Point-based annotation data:
* START *
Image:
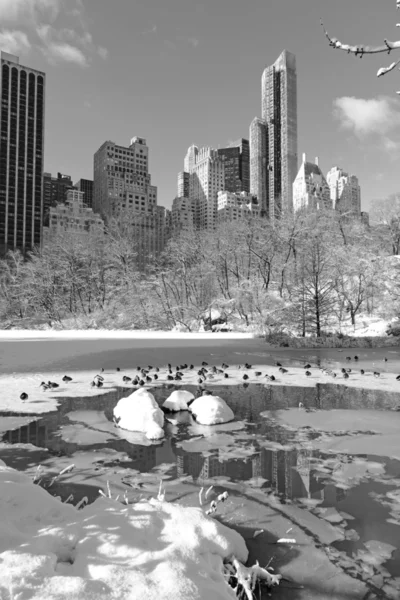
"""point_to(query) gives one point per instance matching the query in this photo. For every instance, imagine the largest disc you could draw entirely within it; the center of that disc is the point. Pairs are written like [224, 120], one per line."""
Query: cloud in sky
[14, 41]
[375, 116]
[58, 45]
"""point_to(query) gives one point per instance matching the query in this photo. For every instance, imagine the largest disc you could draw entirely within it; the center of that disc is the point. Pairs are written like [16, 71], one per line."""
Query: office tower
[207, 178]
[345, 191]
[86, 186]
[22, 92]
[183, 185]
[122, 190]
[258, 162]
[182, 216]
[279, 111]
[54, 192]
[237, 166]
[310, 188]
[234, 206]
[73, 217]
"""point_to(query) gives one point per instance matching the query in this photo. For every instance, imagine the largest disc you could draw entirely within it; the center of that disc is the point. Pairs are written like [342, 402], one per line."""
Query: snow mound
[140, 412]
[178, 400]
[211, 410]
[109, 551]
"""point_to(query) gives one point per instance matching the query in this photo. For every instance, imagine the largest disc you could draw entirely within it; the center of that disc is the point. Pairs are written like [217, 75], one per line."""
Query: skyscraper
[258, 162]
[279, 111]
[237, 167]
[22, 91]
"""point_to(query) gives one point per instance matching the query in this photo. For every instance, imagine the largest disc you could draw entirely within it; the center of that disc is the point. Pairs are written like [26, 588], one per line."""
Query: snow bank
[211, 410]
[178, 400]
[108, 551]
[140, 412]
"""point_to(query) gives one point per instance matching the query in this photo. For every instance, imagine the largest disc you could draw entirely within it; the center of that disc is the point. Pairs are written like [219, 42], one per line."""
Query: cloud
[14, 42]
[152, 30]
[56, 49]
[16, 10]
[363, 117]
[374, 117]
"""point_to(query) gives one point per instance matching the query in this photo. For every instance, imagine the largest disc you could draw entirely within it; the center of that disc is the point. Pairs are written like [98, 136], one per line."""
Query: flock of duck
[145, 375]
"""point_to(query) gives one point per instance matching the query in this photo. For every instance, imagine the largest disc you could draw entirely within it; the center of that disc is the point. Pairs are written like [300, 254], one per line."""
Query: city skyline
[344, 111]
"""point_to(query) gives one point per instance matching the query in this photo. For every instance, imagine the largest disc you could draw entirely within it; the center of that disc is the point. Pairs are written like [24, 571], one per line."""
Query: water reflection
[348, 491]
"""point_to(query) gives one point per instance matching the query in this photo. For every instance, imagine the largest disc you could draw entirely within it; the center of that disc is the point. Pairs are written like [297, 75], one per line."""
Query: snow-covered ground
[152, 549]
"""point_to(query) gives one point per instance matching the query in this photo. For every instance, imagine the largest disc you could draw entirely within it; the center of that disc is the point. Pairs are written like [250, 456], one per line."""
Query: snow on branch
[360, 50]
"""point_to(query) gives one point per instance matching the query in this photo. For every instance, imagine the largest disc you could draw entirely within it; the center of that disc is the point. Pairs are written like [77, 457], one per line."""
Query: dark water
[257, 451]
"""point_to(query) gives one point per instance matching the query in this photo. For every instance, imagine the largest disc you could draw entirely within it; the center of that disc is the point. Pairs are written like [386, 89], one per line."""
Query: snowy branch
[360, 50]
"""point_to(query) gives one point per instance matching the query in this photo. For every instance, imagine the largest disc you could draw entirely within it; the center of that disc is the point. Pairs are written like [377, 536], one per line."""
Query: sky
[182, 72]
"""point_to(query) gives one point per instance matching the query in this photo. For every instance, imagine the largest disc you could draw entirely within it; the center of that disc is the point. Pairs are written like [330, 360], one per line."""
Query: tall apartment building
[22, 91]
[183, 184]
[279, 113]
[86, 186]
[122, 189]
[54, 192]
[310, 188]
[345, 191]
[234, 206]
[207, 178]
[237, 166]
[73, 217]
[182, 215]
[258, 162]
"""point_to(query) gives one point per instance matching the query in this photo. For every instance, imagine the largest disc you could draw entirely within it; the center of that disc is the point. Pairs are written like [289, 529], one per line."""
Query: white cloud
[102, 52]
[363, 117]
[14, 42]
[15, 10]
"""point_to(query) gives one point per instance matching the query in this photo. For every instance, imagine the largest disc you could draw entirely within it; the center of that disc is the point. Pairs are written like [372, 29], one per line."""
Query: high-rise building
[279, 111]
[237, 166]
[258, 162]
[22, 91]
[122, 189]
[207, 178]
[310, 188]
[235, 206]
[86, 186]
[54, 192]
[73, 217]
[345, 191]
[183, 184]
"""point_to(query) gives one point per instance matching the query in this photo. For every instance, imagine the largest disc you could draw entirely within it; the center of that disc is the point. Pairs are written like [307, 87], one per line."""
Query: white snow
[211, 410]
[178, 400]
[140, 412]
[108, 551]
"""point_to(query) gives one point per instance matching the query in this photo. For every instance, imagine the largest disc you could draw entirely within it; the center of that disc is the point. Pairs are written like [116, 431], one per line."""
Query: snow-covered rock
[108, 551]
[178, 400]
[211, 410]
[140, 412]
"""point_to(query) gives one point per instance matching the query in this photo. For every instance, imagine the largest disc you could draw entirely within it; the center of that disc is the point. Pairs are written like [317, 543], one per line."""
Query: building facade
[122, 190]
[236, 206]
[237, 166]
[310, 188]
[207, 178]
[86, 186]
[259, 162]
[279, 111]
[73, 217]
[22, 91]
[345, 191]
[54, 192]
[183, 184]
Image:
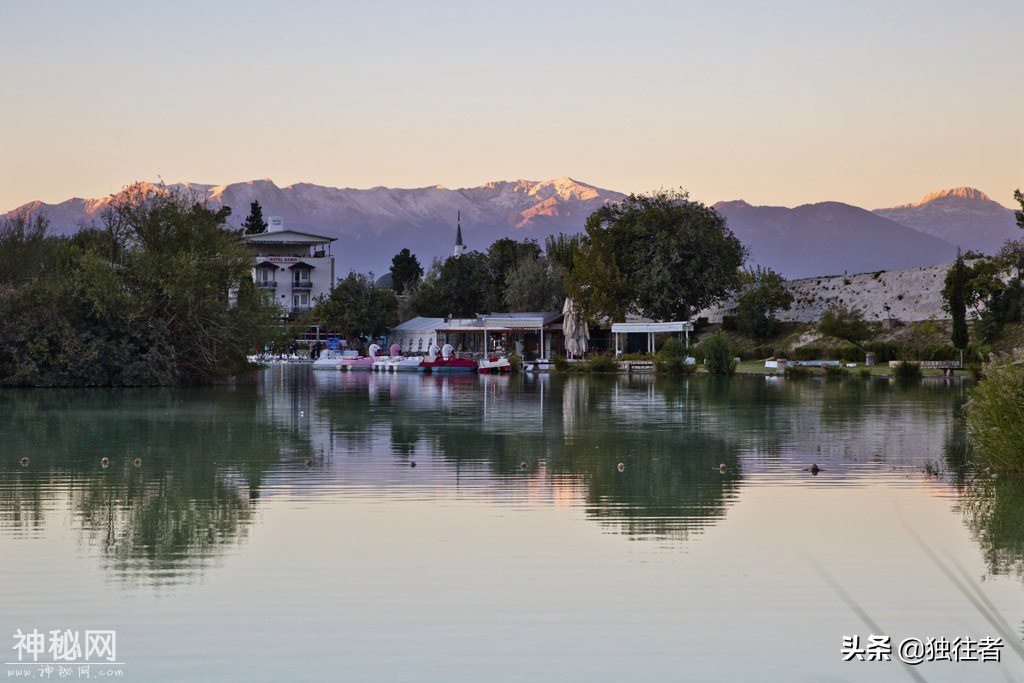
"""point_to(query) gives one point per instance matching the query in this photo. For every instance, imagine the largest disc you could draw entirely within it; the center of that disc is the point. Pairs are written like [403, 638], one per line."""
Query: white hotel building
* END *
**PROBLEM**:
Rewrite every line of the records from the one containing "[116, 431], one" through the end, requests included, shifting each coordinate in the answers by -64 while leaving the sample pairs in the requests unchanged. Leave the pictures out.

**SOLVED PROBLEM**:
"""point_to(query) gives one point per instance matching the query in this photo. For every instance, imagine the largest disc you could draw entirely within it; the center of that disc is the point. Pairs are written like [116, 431], one per line."""
Query: snow-covered rock
[44, 487]
[114, 336]
[147, 346]
[76, 348]
"""point_to(query) gives one point per instance matching the query in this photo. For every instance, imagine the largest disc you could draw entirely within it; the center of that disc is the point. Pairs are written like [317, 543], one per line."""
Query: building facade
[58, 126]
[172, 142]
[173, 102]
[246, 124]
[143, 114]
[22, 122]
[195, 98]
[215, 47]
[9, 153]
[-42, 27]
[281, 127]
[-10, 128]
[119, 120]
Image:
"""point_to(query) gives one point per instance matching the query in this photo. For every instance, imagine the largest disc you could draw entirely within it; the center of that disc is the point. Pairs are written like [403, 638], one per line."""
Query: white hotel building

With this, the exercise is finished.